Lines from the one containing "Category: white chimney" through the end of the data are to be returned exactly, and no others.

(Point annotation dataset records)
++++++++++

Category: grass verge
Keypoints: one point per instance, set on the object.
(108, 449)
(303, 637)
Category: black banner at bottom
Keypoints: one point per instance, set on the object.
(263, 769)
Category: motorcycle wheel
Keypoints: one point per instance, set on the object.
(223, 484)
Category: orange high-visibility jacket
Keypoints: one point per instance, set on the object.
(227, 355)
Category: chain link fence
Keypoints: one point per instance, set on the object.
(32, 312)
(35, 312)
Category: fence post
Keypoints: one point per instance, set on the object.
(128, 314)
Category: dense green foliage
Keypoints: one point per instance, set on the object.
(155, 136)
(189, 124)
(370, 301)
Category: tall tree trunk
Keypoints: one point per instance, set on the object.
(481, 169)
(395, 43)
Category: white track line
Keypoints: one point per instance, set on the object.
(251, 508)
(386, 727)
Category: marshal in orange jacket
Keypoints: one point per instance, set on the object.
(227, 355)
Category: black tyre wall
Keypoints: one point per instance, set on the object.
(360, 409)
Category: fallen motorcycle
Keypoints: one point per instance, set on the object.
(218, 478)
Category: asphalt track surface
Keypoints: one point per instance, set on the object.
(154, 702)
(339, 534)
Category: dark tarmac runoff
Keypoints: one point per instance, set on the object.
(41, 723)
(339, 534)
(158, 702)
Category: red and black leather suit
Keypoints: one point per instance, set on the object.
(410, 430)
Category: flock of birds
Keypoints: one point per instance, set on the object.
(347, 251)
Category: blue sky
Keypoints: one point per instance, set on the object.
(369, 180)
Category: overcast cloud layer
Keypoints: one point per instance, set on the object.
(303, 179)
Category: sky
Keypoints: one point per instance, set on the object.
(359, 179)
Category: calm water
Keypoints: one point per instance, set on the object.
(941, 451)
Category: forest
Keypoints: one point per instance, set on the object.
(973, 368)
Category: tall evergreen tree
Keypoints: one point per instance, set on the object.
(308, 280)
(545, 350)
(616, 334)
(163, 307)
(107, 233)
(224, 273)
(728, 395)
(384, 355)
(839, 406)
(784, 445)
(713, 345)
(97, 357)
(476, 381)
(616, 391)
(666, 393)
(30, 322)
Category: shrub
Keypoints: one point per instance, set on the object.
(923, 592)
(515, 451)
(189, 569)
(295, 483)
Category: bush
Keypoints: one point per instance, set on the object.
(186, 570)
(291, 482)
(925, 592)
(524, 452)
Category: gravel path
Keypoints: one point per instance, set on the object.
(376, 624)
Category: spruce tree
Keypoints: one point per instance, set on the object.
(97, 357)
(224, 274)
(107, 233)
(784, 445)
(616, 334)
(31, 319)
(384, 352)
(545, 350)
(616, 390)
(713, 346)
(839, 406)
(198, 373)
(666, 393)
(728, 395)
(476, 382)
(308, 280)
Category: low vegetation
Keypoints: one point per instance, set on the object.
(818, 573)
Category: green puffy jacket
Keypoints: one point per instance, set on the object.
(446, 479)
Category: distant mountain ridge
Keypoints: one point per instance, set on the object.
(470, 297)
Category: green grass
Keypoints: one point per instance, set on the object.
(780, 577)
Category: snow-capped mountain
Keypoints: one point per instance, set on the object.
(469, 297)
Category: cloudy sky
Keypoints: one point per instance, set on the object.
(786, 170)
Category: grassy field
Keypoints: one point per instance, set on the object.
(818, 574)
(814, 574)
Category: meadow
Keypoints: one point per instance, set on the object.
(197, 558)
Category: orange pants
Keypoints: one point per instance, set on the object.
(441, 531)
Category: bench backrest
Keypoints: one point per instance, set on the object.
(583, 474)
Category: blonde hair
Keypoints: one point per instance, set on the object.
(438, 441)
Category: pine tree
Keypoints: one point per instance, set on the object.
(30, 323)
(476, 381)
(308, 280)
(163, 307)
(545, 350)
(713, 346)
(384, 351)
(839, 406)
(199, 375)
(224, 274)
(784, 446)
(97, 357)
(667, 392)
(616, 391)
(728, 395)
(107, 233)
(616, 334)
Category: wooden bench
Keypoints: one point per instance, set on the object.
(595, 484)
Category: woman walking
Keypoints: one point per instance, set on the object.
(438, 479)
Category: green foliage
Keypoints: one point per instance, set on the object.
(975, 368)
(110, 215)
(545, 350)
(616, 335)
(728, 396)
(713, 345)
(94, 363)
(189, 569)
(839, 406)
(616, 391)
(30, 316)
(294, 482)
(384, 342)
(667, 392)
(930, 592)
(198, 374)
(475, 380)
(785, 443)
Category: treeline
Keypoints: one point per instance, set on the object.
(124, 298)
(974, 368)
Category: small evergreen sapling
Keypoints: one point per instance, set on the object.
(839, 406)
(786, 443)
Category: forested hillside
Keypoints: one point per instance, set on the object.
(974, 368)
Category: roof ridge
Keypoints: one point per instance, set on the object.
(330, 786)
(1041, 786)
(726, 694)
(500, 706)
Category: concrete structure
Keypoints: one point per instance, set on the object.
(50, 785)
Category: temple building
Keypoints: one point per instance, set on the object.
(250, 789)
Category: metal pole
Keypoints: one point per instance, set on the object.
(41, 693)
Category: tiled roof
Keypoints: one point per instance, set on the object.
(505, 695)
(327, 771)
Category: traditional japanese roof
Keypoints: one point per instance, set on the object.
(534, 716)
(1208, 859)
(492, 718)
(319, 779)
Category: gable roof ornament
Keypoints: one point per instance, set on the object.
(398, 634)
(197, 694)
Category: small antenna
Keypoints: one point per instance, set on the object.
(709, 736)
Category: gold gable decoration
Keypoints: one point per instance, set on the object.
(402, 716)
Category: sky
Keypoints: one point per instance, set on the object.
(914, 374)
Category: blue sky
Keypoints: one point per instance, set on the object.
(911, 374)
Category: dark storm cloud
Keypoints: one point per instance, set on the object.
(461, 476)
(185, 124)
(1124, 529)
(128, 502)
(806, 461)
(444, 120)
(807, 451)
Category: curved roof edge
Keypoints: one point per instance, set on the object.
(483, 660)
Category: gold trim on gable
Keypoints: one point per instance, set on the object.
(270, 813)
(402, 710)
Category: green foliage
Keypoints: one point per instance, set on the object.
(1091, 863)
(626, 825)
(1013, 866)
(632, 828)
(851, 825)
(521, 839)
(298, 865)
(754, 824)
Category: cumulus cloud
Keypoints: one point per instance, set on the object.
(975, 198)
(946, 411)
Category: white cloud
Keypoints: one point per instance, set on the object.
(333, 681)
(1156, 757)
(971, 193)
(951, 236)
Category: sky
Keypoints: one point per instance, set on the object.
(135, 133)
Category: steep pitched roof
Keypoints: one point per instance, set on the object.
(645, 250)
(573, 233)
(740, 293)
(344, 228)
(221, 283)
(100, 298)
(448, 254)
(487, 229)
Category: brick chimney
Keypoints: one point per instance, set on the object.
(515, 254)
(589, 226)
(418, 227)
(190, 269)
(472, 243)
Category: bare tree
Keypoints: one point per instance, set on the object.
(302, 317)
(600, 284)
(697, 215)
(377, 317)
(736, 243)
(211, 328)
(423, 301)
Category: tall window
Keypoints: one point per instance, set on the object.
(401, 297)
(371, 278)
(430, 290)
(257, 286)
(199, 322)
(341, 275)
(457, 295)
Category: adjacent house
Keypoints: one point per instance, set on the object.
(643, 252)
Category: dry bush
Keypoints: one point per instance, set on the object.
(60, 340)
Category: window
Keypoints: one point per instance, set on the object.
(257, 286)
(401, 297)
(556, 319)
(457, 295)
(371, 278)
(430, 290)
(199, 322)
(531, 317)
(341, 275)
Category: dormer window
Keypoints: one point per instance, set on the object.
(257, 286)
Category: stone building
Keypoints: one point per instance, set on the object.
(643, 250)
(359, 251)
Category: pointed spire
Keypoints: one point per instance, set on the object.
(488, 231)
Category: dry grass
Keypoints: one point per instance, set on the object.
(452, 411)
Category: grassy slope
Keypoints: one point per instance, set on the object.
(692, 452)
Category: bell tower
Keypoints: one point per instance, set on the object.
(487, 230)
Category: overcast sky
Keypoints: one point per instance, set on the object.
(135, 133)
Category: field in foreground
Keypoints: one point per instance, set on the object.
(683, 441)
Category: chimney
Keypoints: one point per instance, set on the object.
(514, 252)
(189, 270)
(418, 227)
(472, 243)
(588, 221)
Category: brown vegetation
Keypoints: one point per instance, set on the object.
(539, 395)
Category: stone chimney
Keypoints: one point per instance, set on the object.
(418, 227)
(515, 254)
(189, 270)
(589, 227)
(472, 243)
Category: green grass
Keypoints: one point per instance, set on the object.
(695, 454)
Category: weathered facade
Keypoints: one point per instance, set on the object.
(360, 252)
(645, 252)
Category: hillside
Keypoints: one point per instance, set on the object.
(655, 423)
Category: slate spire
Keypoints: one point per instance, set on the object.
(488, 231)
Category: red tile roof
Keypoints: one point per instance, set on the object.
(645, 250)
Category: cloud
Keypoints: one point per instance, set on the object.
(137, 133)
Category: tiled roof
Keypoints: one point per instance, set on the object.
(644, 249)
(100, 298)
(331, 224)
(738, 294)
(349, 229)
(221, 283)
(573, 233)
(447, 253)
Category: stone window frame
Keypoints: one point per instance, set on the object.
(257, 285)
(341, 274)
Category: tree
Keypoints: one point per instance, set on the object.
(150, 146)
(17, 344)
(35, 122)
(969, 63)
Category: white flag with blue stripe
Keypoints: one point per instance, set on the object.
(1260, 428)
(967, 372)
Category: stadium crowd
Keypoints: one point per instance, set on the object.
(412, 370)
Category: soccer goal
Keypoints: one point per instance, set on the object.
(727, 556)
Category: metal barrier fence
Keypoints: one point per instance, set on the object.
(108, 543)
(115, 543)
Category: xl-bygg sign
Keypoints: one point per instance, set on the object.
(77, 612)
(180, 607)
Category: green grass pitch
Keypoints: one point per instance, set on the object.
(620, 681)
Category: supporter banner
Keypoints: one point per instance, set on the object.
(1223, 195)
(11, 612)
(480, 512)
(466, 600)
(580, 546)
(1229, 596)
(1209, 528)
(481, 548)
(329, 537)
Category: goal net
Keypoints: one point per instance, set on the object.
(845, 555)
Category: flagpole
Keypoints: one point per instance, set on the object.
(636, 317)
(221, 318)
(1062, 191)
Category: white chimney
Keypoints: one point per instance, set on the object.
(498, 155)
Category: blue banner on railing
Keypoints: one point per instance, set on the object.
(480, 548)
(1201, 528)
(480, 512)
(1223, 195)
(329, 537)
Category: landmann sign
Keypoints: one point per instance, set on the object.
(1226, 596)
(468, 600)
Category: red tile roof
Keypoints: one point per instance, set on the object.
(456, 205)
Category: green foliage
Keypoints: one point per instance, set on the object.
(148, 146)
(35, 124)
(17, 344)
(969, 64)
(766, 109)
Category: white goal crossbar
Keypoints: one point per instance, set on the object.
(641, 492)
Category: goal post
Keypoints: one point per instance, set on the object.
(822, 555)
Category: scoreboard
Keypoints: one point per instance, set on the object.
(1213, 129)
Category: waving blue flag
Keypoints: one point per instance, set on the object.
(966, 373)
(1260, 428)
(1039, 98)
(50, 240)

++++++++++

Solution below
Category: white chimney
Keypoints: one point per instance, set on the object.
(498, 155)
Category: blue banner on railing
Keypoints: one point per instance, set on the object.
(480, 548)
(1201, 528)
(480, 512)
(1223, 195)
(329, 537)
Category: landmann sign
Keypoints: one point per instance, set on the object.
(1226, 596)
(468, 600)
Category: red tile roof
Keypoints: one point per instance, set on the object.
(456, 205)
Category: green foliage
Keypoints: one point per instance, set on the object.
(148, 146)
(35, 124)
(17, 344)
(969, 64)
(766, 109)
Category: white goal crossbar
Keypoints: one point per instance, set on the object.
(641, 492)
Category: goal post
Keypoints: one point per instance, set on the object.
(822, 555)
Category: scoreboard
Keypoints: one point per instance, set on the object.
(1213, 129)
Category: waving blue flag
Keypoints: one point per instance, set on the object.
(966, 373)
(1260, 428)
(1039, 98)
(50, 240)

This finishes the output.